=== GIVEN DATA ===

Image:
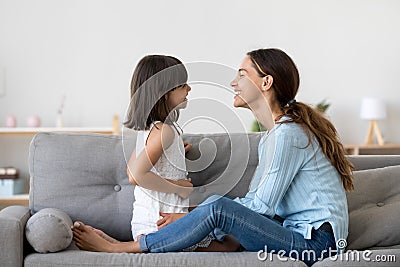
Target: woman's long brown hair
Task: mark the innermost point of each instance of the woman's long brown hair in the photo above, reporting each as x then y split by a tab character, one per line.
286	82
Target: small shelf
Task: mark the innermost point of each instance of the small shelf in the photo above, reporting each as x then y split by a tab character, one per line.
22	199
386	149
29	131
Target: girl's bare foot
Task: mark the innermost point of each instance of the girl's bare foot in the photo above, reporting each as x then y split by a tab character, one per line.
86	238
100	233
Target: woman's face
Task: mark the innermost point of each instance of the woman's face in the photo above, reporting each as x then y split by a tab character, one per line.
247	84
176	99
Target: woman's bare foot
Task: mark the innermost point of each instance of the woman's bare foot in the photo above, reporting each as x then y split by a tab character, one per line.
86	238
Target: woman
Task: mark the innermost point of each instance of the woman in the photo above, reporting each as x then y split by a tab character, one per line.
302	177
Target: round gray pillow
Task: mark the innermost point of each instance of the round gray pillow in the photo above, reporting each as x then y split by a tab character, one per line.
49	230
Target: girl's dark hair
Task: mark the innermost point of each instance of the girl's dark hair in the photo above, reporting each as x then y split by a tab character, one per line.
286	82
153	77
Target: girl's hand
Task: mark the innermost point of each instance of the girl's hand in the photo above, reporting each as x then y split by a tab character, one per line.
185	187
168	218
187	146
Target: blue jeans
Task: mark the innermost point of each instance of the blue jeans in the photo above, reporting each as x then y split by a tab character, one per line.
253	231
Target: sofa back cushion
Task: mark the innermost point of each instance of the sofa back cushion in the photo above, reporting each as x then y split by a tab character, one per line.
85	174
374	212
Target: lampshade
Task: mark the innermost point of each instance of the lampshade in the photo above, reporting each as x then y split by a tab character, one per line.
372	109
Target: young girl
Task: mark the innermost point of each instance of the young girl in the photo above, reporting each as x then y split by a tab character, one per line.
157	167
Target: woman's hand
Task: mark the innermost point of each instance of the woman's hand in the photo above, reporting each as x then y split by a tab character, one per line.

===

• **THE EXERCISE**
Can you put the lines above into a JSON list of strings, with one string per line, skipping any blank lines and leaving the picture out?

• **EXERCISE OUTPUT**
[
  "Image:",
  "Target: woman's long brown hair",
  "Task: mark the innermost point of each instance of the woman's long brown hair in the photo above, reporting each as x then y split by a tab character, one per line.",
  "286\t82",
  "Target: small shelf",
  "Task: mark the innermost point of each instance of the small shelf in the photo above, reporting each as x then y split by a tab character, one per line.",
  "22\t199",
  "386\t149",
  "29\t131",
  "Target: girl's bare foot",
  "Task: mark the innermost point of each instance of the girl's bare foot in the photo above, reporting each as x then y split by a tab character, one per line.",
  "86\t238",
  "100\t233",
  "Target: woman's face",
  "Task: mark the innermost point of each instance of the woman's face in the photo above, reporting each as x then y split by a tab character, one per line.",
  "247\t84",
  "176\t99",
  "Target: woman's bare foot",
  "Task: mark the innermost point of each instance of the woman's bare foot in the photo above, reporting each as x then y split by a tab character, one per line.",
  "86\t238",
  "Target: woman",
  "Task: mark the innermost point of each instance of the woman in the photo above, reporting each as x then y split by a tab character, one per line.",
  "302\t177",
  "Target: round gray pillow",
  "Task: mark the innermost point of each instance of the round gray pillow in the photo above, reporting each as x then y split by a tab character, one per line.",
  "49\t230",
  "Target: girl's dark hair",
  "Task: mark the innermost point of each instance of the girl's dark hair in the photo above, reporting each as x then y split by a tab character, one per line.",
  "286\t82",
  "153\t77",
  "Target: girl's hand",
  "Task: mark the innermost point of each instance of the girl's hand in the photo above, reporting each as x then y split by a tab character, one per line.",
  "185\t187",
  "168\t218",
  "187\t146",
  "Target: blue jeans",
  "Task: mark the innermost point of each instance of the blue jeans in the photo above, reporting each as x then y split by a tab character, one per line.",
  "253\t231",
  "Target: sofa back cushion",
  "Task: mark the innermost point of each instance of the sofa back cushion in the photo above, reporting each as x then y split by a tab character, one per line.",
  "85\t174",
  "374\t212",
  "Target: lampshade",
  "Task: mark the innermost point of each instance of the lampshade in the photo above, reporting each as x then y split by a tab character, one per line.",
  "372\t109",
  "Target: young girl",
  "Task: mark the innermost point of each instance of the young girl in the photo above, reporting each as x then y split by a tab character, one per line.",
  "157\t167",
  "Target: woman's hand",
  "Task: mark the innermost point of each instance of the woman's hand in the photo above, reporting each as x then y split by a tab character, one per line."
]